**DATA TO PROCESS**
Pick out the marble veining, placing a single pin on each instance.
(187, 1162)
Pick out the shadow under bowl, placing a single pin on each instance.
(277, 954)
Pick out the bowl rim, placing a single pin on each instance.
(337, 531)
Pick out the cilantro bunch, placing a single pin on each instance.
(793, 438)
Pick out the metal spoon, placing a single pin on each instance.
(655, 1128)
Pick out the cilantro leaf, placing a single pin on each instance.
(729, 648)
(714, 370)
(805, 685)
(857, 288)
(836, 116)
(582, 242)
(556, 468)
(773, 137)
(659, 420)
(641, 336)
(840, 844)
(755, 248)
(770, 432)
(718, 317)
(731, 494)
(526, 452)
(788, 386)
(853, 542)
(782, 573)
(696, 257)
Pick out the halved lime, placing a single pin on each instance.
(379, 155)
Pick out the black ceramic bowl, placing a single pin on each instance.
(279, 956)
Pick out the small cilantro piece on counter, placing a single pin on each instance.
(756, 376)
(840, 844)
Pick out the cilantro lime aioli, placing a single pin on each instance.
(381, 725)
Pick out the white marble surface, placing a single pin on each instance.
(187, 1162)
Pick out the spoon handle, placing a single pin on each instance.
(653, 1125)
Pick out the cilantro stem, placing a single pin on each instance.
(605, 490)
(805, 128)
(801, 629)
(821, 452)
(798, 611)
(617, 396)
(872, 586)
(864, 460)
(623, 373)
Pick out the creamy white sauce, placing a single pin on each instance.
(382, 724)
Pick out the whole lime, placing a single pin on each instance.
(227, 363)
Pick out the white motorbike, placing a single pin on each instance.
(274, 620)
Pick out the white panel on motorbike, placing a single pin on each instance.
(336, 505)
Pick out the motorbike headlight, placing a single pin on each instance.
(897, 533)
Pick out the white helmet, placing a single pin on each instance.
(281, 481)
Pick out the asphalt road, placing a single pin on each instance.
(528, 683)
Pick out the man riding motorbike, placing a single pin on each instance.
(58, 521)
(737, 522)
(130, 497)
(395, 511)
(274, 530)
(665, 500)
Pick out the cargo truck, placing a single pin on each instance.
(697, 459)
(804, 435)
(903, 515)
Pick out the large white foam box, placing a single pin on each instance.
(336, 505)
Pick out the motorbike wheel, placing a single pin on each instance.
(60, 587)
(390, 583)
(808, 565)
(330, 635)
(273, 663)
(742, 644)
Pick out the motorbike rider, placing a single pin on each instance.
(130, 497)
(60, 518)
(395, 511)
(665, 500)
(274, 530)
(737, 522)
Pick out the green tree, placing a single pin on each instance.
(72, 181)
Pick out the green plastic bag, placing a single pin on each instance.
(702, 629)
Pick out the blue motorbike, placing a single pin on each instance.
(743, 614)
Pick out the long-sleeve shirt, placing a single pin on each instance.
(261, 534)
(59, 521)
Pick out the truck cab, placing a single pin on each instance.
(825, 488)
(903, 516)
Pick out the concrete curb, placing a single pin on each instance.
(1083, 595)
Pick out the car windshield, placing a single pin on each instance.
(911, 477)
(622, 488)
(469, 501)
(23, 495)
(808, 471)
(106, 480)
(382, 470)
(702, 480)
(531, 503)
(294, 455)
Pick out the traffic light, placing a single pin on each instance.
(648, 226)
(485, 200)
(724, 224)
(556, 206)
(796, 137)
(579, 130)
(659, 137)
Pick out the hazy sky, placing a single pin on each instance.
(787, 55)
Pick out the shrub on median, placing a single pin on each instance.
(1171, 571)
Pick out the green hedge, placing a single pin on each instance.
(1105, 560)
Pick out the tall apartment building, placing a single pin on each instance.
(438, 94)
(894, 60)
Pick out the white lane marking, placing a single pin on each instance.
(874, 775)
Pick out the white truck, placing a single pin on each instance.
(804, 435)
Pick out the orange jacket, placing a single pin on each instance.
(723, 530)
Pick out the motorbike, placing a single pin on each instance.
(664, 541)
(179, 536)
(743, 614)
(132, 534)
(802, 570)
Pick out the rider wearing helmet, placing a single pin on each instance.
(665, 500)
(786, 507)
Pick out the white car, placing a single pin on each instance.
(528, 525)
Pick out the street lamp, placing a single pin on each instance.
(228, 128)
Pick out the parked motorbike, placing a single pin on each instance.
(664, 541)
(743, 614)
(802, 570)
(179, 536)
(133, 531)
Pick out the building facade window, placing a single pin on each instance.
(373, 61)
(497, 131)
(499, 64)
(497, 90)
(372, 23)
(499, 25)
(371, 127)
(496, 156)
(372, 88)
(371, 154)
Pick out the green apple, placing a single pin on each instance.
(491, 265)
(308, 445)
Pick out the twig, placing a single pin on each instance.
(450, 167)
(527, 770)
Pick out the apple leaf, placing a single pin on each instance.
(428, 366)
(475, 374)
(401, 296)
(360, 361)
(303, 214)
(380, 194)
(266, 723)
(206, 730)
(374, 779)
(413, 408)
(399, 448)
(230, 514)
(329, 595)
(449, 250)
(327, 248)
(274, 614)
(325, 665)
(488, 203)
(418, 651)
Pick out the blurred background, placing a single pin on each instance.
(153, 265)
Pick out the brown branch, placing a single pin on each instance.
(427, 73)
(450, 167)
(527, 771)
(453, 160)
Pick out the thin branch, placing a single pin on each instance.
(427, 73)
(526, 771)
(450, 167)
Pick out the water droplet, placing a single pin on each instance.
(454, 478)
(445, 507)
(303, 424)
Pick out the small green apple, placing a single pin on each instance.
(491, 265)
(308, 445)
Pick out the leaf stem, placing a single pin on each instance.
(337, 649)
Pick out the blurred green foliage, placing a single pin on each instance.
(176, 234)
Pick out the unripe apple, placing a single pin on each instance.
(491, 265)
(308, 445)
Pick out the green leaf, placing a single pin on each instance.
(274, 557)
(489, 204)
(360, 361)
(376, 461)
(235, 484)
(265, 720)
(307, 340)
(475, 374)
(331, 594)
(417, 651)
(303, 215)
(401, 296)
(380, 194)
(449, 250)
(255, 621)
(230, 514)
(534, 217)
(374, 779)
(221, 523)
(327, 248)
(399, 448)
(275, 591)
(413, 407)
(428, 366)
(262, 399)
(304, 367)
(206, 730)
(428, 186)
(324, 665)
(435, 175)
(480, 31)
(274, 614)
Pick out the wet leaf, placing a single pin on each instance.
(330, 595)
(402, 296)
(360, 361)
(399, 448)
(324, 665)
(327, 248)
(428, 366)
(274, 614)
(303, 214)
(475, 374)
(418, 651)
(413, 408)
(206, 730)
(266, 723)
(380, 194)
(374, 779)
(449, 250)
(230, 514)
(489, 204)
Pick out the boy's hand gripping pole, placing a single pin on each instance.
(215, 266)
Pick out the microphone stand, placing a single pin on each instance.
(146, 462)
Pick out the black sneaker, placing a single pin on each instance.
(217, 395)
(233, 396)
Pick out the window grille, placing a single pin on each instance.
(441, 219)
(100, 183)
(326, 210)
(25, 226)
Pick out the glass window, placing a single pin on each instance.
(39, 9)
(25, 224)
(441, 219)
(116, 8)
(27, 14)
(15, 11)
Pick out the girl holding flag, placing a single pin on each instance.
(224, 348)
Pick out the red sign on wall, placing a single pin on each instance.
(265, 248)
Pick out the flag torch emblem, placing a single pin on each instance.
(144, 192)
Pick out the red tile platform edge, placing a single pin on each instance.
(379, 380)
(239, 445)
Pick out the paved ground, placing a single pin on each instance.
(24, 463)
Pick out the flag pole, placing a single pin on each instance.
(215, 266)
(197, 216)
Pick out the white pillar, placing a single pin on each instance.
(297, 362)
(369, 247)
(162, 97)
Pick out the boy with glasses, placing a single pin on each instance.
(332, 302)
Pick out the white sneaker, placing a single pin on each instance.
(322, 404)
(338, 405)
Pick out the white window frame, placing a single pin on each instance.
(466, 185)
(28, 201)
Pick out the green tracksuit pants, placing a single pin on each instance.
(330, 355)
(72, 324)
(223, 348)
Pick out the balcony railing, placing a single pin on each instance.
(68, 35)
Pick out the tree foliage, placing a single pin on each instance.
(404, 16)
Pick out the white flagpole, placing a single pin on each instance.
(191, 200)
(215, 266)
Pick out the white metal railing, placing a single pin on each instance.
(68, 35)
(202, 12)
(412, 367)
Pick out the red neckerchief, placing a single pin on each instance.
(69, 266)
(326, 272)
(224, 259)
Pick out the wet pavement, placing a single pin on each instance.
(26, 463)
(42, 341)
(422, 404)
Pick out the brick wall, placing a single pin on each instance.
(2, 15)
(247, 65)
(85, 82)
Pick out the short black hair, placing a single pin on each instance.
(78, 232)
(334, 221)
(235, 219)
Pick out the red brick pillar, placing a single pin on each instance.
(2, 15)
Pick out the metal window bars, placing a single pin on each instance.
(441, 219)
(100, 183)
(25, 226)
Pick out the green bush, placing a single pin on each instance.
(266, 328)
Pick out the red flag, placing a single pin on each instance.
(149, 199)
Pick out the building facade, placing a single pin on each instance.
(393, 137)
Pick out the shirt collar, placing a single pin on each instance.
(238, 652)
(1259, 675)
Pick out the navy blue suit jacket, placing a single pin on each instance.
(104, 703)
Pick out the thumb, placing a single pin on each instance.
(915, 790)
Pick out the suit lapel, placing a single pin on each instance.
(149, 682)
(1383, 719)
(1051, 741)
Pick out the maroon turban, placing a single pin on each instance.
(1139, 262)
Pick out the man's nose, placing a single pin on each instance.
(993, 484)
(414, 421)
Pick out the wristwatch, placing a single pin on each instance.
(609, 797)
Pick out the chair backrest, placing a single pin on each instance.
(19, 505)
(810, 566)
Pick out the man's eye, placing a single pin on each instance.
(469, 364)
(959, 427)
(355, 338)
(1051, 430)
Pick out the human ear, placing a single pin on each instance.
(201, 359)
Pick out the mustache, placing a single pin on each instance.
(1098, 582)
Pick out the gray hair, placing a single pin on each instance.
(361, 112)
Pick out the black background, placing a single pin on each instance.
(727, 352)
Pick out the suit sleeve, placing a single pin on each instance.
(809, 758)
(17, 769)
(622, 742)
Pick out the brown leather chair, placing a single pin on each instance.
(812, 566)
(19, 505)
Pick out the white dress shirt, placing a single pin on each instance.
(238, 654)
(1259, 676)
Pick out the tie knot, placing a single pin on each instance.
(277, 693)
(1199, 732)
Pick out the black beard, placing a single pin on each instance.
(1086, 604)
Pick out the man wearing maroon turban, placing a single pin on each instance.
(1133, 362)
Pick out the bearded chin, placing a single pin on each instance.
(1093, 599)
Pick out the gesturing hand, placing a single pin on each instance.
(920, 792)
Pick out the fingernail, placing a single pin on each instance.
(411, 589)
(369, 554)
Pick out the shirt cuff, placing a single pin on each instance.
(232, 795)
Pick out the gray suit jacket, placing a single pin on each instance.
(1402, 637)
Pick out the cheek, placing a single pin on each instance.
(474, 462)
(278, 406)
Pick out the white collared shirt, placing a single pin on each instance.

**SHORT PROBLEM**
Begin with the line that contains "Pick out the suit lapel, placing" and end with the last line of the records; set down every line in that span exactly, and nothing else.

**SOLUTION FOR THIS PROBLEM**
Pick out the suit lapel, placing a single pin on each instance.
(149, 682)
(1383, 719)
(1051, 741)
Pick out the maroon turban, placing a single pin on each instance.
(1139, 262)
Pick out the man's nose, placing a single pin on each instance.
(993, 484)
(414, 421)
Pick out the wristwatch, placing a single pin on each instance.
(609, 797)
Pick out the chair backrest, placing a single pin on each instance.
(19, 505)
(810, 566)
Pick out the man's eye, placing a single pin on each instance.
(469, 364)
(959, 427)
(355, 338)
(1051, 430)
Pick out the human ear, placing a single pin on each instance.
(201, 359)
Pick out the mustache, placing a single pin on each instance.
(1098, 582)
Pick out the gray hair, placing a single pin on each instance.
(361, 112)
Pick out the black background, placing a single pin on each instance.
(727, 352)
Pick out the suit sleeve, placing a single pin on each instance.
(809, 758)
(17, 769)
(622, 742)
Pick out the brown leather chair, placing a single pin on each instance.
(812, 566)
(19, 505)
Pick out the white dress shirt, placing a single pin on each instance.
(238, 654)
(1259, 676)
Pick out the tie knot, placing a single pin on each instance.
(277, 693)
(1199, 732)
Pick out the black beard, placing a single pin on each instance.
(1086, 604)
Pick out the man wearing maroon turban, placing a single pin on each instance.
(1133, 362)
Pick out the bearded chin, placing a single pin on each instance.
(1093, 599)
Pick out the gesturing hand, placing a single pin on each instance.
(920, 792)
Pick out the fingernail, placing a single pin on each instance.
(411, 589)
(369, 554)
Pick out the shirt cuff, placing a single pin on each instance.
(232, 795)
Pick out the gray suit jacket, placing a single pin on each instance.
(1402, 637)
Pick out the cheek, placing a single pin on each instance.
(474, 462)
(278, 406)
Pick out the white collared shirt, placing a single pin on each instance.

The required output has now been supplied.